Assignment: Return each line of the data that follows exactly as it reads.

Data to use:
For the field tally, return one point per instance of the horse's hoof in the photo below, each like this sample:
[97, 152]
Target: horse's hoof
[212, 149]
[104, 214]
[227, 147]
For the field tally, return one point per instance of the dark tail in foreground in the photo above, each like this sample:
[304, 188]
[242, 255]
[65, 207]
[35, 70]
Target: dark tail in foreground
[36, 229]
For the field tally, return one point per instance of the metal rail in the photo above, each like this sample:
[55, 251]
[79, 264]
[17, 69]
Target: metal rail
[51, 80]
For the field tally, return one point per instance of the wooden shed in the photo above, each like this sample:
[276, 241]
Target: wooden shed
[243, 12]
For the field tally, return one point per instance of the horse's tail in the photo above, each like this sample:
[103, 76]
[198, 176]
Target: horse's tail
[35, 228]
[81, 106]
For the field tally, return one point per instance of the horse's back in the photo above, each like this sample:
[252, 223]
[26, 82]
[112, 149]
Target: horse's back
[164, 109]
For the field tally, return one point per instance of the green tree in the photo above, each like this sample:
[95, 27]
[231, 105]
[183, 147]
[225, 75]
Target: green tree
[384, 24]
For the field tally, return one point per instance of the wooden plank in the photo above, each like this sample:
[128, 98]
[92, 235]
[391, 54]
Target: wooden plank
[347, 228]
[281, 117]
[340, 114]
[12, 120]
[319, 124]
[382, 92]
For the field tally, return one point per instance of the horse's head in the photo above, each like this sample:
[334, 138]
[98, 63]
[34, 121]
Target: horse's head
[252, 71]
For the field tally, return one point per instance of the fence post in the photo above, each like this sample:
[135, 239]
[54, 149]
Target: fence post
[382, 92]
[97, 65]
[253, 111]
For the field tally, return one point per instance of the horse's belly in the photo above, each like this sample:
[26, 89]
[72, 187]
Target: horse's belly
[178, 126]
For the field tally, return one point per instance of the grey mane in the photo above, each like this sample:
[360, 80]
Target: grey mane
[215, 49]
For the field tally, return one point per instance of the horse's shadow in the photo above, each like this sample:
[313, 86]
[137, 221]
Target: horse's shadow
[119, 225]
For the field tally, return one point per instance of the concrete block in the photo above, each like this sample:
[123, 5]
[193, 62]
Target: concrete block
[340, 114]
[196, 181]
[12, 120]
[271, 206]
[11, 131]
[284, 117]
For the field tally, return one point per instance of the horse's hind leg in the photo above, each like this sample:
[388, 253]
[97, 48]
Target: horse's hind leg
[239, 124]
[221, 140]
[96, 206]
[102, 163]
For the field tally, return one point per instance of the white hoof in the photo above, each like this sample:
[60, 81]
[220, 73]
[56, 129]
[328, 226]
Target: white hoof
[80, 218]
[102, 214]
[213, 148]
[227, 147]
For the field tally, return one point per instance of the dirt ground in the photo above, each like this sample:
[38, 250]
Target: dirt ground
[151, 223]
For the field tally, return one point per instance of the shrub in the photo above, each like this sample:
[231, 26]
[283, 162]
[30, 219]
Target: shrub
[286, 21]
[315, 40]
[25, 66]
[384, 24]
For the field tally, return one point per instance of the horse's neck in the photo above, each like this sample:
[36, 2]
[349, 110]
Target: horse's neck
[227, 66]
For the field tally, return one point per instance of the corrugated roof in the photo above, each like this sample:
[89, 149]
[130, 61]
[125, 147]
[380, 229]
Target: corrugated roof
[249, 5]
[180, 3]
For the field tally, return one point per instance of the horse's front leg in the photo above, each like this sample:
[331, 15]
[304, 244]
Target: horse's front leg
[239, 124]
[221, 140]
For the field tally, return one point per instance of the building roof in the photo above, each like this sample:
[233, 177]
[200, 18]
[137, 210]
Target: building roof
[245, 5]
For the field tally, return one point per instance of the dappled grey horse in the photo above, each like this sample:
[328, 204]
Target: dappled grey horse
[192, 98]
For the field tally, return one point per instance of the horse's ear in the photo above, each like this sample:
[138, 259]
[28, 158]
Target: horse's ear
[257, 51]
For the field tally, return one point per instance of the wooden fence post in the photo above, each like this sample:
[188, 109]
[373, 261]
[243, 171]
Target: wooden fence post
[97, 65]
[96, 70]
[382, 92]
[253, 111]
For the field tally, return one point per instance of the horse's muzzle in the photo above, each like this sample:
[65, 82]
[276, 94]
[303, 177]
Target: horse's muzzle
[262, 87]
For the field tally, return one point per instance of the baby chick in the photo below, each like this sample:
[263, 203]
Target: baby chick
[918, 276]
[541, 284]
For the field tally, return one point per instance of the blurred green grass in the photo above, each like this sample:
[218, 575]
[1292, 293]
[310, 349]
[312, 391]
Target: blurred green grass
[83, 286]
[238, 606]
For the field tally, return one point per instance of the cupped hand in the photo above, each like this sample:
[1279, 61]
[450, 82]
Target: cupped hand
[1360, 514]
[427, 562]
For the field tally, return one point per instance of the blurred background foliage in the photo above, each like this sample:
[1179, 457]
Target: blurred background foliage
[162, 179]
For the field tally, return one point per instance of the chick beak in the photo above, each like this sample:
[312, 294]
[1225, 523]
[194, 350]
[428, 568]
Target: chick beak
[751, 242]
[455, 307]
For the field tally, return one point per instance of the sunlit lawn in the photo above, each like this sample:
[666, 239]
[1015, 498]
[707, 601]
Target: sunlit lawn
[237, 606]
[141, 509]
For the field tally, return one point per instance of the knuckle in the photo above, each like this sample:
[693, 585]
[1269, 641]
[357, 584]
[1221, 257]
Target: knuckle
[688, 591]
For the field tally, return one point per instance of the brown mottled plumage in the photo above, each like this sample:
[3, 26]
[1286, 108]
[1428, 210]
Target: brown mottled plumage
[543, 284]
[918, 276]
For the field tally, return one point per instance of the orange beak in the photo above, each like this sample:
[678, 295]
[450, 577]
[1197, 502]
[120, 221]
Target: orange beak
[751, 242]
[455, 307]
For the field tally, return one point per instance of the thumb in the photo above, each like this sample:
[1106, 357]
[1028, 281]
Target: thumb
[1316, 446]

Written solution:
For the field tally, return one point per instance of the horse's hoof in the photo below, each like this sample:
[97, 152]
Target: horse's hoof
[212, 149]
[104, 214]
[227, 147]
For the field tally, return one point per instance of the dark tail in foreground in the photo above, each like this sample:
[304, 188]
[242, 255]
[65, 207]
[35, 70]
Target: dark tail in foreground
[36, 229]
For the field tally, return one point per instance of the metal rail in the photo above, each like this sample:
[55, 251]
[79, 264]
[17, 69]
Target: metal rail
[51, 80]
For the field tally, return one point per instance of the wooden shed in the photo above, each like this sample:
[276, 241]
Target: wooden shed
[243, 12]
For the field tally, return one point per instance of the horse's tail in the photo above, each like this sample:
[103, 76]
[198, 176]
Target: horse's tail
[35, 228]
[81, 106]
For the field tally, return one point per instance of the horse's back in the photo above, each like this sample:
[252, 223]
[26, 82]
[112, 149]
Target: horse's back
[164, 109]
For the field tally, return one point per instance of the green tree in the photo above, each like this sample:
[95, 27]
[231, 105]
[183, 147]
[225, 75]
Target: green tree
[384, 24]
For the field tally, return one point per instance of the wooden plank in the photo above, each like this sample:
[128, 98]
[92, 235]
[391, 54]
Target: wooden plank
[347, 228]
[281, 117]
[340, 114]
[12, 120]
[319, 124]
[382, 92]
For the field tally, return one point per instance of the horse's head in the photo above, each like this sample:
[334, 138]
[98, 63]
[34, 121]
Target: horse's head
[252, 71]
For the field tally, return one point per instance of the fence post in the photo above, each like this sample:
[135, 239]
[54, 149]
Target: fence post
[382, 92]
[97, 65]
[253, 111]
For the field tally, return one point per instance of the horse's belly in the photo above, each like this sample:
[26, 89]
[72, 187]
Target: horse's belly
[178, 126]
For the field tally, return one point per instance of the grey mane in the photo above, each like this sample:
[360, 80]
Target: grey mane
[215, 49]
For the field tally, return one point per instance of the horse's shadow in the photo above, each like this sample:
[313, 86]
[137, 221]
Target: horse's shadow
[119, 225]
For the field tally, return one point per instance of the concrete block in the photo above, each like this sample:
[123, 5]
[193, 62]
Target: concrete block
[340, 114]
[196, 181]
[12, 120]
[271, 206]
[11, 131]
[284, 117]
For the field tally, return one point per instance of the horse's hind leg in the photo above, each like this sample:
[388, 253]
[97, 48]
Target: horse's hind leg
[239, 124]
[221, 140]
[96, 206]
[102, 163]
For the field tally, return one point per instance of the white hoof in the photo above, each like this sample:
[60, 81]
[220, 73]
[56, 129]
[328, 226]
Target: white hoof
[80, 218]
[102, 214]
[213, 148]
[227, 147]
For the field tally, return one point per instance of the dirt ground in the photo above, each like this sample:
[38, 250]
Target: dirt ground
[151, 223]
For the field tally, return one point per instance of the shrub in the photo above, each like this sample:
[231, 26]
[283, 162]
[30, 219]
Target: shrub
[286, 21]
[315, 40]
[25, 66]
[384, 24]
For the field tally, return one point per instance of the horse's neck in the photo above, each like this sample:
[36, 2]
[349, 110]
Target: horse's neck
[227, 66]
For the field tally, return one point per instance of the corrugated roof in the photo above, each like this sample:
[89, 149]
[130, 61]
[125, 147]
[380, 229]
Target: corrugated roof
[249, 5]
[180, 3]
For the field tally, return one point per instance of the horse's front leg in the photo above, each like this sample:
[331, 15]
[304, 244]
Target: horse's front leg
[239, 124]
[221, 140]
For the field tally, return one point per instance of the building roof in the photo above, each like this sample:
[233, 177]
[200, 18]
[137, 210]
Target: building roof
[245, 5]
For the field tally, return one point per instance of the dappled grey horse in the photo above, each like this sample:
[328, 204]
Target: dappled grey horse
[192, 98]
For the field tally, return one point per instance of the horse's ear in the photo above, each like this sample:
[138, 259]
[28, 158]
Target: horse's ear
[257, 51]
For the field tally, return one point per instance of the wooden fence post in the photo above, each like this sample:
[188, 109]
[373, 261]
[243, 171]
Target: wooden fence post
[97, 65]
[96, 70]
[382, 92]
[253, 111]
For the field tally, return one point per instance of the horse's muzzle in the photo above, each like this sample:
[65, 82]
[276, 94]
[303, 177]
Target: horse's muzzle
[262, 87]
For the field tally, return one point per instance of the baby chick in the photo below, each like this sample:
[263, 203]
Target: baby chick
[918, 276]
[541, 284]
For the field tally, return one point per instance of the blurred green grass in the photo above, each like this sample:
[218, 575]
[1292, 293]
[310, 349]
[312, 391]
Target: blurred green grass
[83, 286]
[238, 606]
For the field tally, return one point per instance of the cupped hand in the photo above, each like this sample:
[1279, 61]
[450, 82]
Target: cupped hand
[1360, 514]
[427, 562]
For the field tally, return one point per instance of the blurred background foliage in the photo above, each like this sample:
[1179, 457]
Target: blurred background foliage
[162, 179]
For the field tally, return one point per instance of the chick beak in the photo above, each like this sample:
[312, 294]
[1225, 523]
[194, 350]
[428, 568]
Target: chick beak
[751, 242]
[455, 307]
For the field tally, return one point per instance of the sunlit lawn in the photo above, each like this sample:
[666, 239]
[1015, 498]
[707, 601]
Target: sunlit lawn
[237, 606]
[141, 509]
For the field tally, return one point per instance of the knuckle in the photo above, each like this sample:
[693, 585]
[1269, 641]
[357, 584]
[1221, 257]
Target: knuckle
[688, 591]
For the field tally, return one point per instance of the brown mottled plumage in the photo above, each like this sample:
[3, 26]
[1286, 108]
[1428, 210]
Target: brown mottled plumage
[543, 284]
[918, 276]
For the field tally, return one point per instance of the orange beak in the photo above, each like this sample:
[678, 295]
[450, 577]
[1197, 502]
[120, 221]
Target: orange beak
[751, 242]
[455, 307]
For the field tally, return one point per instance of the thumb in the photo above, each like this sample:
[1106, 357]
[1028, 281]
Target: thumb
[1316, 446]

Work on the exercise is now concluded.